_Requirements_. Please reproduce the rows starting with the first line and going on through the line that contains "x=28, y=151", including both ends and changing nothing.

_Object position labeling entries_.

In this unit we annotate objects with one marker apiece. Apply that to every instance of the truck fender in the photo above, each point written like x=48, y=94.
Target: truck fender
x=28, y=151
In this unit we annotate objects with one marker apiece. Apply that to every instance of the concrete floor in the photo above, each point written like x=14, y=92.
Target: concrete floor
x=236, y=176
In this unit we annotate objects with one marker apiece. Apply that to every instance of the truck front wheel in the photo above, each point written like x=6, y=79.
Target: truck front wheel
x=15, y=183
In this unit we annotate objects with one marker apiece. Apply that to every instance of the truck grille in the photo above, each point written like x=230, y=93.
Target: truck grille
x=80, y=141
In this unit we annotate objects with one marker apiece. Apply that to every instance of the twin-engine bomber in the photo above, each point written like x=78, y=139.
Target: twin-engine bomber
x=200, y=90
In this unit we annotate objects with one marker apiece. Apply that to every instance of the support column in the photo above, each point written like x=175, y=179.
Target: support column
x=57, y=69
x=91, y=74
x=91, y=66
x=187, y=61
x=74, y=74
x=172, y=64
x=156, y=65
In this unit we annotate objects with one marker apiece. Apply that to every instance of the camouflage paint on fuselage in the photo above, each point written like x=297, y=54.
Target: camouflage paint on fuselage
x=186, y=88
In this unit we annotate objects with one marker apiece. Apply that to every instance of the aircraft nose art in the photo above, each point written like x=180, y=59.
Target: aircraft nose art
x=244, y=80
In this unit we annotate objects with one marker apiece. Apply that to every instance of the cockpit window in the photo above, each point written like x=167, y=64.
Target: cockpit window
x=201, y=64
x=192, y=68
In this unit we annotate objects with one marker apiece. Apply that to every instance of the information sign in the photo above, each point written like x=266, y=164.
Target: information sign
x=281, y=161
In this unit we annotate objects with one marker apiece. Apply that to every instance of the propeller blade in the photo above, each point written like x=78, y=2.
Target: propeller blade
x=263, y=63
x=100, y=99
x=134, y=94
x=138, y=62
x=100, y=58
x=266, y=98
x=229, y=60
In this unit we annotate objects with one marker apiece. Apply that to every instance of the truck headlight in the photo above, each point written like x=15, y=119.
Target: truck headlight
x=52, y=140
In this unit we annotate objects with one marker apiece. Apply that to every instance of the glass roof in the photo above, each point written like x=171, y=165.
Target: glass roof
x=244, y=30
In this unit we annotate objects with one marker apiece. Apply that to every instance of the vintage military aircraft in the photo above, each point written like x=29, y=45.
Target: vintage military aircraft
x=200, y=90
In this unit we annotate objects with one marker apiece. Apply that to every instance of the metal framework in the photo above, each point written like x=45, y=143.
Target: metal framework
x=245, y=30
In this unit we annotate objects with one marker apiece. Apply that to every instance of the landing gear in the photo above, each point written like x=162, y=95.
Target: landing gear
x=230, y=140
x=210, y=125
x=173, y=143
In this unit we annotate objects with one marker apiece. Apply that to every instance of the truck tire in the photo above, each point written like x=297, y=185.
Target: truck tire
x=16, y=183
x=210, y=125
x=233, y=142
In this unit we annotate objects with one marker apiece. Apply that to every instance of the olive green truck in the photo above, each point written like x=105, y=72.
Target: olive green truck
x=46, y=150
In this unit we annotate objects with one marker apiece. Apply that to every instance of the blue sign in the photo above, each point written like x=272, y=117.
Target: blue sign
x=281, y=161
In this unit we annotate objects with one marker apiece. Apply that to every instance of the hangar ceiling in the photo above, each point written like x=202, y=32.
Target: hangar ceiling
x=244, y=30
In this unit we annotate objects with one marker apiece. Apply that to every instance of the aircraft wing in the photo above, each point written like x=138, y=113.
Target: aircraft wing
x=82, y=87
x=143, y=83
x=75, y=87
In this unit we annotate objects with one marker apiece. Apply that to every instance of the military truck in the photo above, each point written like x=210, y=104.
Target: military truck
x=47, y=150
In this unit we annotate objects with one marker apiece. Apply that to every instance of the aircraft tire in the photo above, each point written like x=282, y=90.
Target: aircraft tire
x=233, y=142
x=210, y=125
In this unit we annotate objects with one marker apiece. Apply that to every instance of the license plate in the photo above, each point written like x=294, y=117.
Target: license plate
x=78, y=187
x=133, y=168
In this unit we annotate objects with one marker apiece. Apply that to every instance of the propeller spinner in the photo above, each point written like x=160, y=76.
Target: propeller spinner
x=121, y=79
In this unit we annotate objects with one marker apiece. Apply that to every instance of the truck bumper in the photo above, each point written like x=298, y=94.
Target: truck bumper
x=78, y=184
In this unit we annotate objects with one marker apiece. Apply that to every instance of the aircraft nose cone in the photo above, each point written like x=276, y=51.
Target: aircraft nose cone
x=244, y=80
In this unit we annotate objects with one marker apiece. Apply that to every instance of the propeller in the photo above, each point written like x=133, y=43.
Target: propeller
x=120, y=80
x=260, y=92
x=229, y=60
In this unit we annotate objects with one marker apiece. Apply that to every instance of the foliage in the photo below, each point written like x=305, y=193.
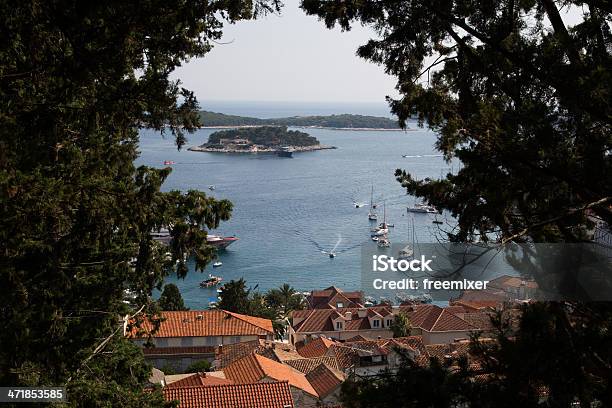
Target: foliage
x=401, y=325
x=285, y=299
x=274, y=305
x=77, y=81
x=330, y=121
x=523, y=104
x=171, y=298
x=198, y=367
x=266, y=136
x=547, y=361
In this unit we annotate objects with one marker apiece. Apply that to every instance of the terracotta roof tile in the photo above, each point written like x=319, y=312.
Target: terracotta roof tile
x=254, y=368
x=157, y=351
x=199, y=379
x=316, y=348
x=232, y=352
x=325, y=379
x=204, y=323
x=258, y=395
x=306, y=365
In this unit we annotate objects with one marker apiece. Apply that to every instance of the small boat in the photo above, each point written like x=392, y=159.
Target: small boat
x=423, y=209
x=406, y=253
x=220, y=242
x=285, y=151
x=211, y=281
x=384, y=242
x=371, y=214
x=383, y=228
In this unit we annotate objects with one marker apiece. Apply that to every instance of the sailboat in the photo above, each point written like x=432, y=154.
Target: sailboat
x=383, y=228
x=407, y=252
x=371, y=214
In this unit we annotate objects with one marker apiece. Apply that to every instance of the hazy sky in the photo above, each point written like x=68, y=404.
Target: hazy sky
x=291, y=57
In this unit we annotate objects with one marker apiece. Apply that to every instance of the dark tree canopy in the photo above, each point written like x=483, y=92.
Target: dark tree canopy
x=77, y=81
x=520, y=97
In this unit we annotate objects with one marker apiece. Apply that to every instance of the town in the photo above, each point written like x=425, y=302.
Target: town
x=216, y=358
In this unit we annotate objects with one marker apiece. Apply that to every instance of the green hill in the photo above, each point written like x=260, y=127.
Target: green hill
x=332, y=121
x=269, y=136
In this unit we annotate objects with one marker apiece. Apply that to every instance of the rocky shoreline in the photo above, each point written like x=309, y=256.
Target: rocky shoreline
x=260, y=149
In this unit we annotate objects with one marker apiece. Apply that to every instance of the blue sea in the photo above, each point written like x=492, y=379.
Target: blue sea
x=289, y=211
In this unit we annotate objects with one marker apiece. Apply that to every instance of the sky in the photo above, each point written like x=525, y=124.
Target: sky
x=291, y=57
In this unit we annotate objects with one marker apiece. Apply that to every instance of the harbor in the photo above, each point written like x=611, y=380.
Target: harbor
x=303, y=221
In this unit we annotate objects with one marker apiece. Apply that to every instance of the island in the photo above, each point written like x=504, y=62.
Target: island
x=261, y=139
x=339, y=122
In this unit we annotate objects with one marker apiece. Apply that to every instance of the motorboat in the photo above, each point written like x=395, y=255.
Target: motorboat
x=211, y=281
x=422, y=208
x=384, y=243
x=406, y=252
x=220, y=242
x=371, y=214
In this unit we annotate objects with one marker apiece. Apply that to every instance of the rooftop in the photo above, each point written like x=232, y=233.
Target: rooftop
x=205, y=323
x=260, y=395
x=254, y=368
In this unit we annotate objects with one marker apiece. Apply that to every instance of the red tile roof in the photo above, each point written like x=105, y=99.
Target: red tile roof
x=325, y=379
x=199, y=379
x=330, y=297
x=229, y=353
x=316, y=348
x=433, y=318
x=254, y=368
x=306, y=365
x=428, y=317
x=204, y=323
x=259, y=395
x=158, y=351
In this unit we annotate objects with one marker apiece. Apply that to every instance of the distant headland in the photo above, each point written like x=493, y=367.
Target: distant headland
x=260, y=139
x=339, y=122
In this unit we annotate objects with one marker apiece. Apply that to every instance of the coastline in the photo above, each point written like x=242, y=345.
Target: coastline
x=306, y=127
x=260, y=149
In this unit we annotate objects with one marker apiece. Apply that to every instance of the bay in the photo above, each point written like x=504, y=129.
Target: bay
x=288, y=211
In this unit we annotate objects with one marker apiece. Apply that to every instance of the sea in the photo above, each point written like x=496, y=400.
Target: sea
x=290, y=212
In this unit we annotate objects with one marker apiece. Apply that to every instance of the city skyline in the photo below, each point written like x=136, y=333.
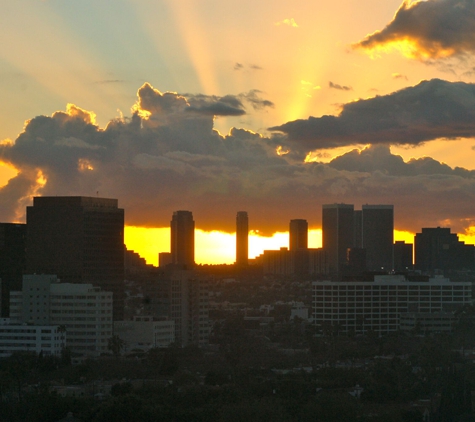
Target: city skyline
x=274, y=108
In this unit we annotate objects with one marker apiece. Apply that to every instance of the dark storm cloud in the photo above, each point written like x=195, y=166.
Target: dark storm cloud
x=436, y=28
x=229, y=105
x=430, y=110
x=164, y=158
x=340, y=87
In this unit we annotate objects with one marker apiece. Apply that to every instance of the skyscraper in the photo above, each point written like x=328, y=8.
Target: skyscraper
x=242, y=238
x=79, y=239
x=377, y=236
x=298, y=235
x=338, y=234
x=183, y=239
x=12, y=261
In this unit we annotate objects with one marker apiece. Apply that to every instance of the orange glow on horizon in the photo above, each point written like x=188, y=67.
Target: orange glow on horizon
x=217, y=247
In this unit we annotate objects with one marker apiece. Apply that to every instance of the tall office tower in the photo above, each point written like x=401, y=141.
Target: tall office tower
x=298, y=235
x=338, y=234
x=79, y=239
x=12, y=261
x=402, y=256
x=358, y=229
x=83, y=309
x=183, y=239
x=242, y=239
x=378, y=236
x=438, y=249
x=189, y=308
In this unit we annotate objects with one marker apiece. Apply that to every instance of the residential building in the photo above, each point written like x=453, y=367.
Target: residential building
x=79, y=239
x=84, y=310
x=46, y=339
x=145, y=332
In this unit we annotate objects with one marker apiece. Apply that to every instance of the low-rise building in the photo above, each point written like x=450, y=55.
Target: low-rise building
x=377, y=305
x=46, y=339
x=145, y=332
x=84, y=310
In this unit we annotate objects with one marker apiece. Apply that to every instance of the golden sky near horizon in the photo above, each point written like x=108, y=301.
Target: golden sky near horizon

_Right answer_.
In this unit we annotate objects with one marker apiece. Apply that to every instance of the truck fender in the photo above, each point written like x=48, y=94.
Target: truck fender
x=28, y=151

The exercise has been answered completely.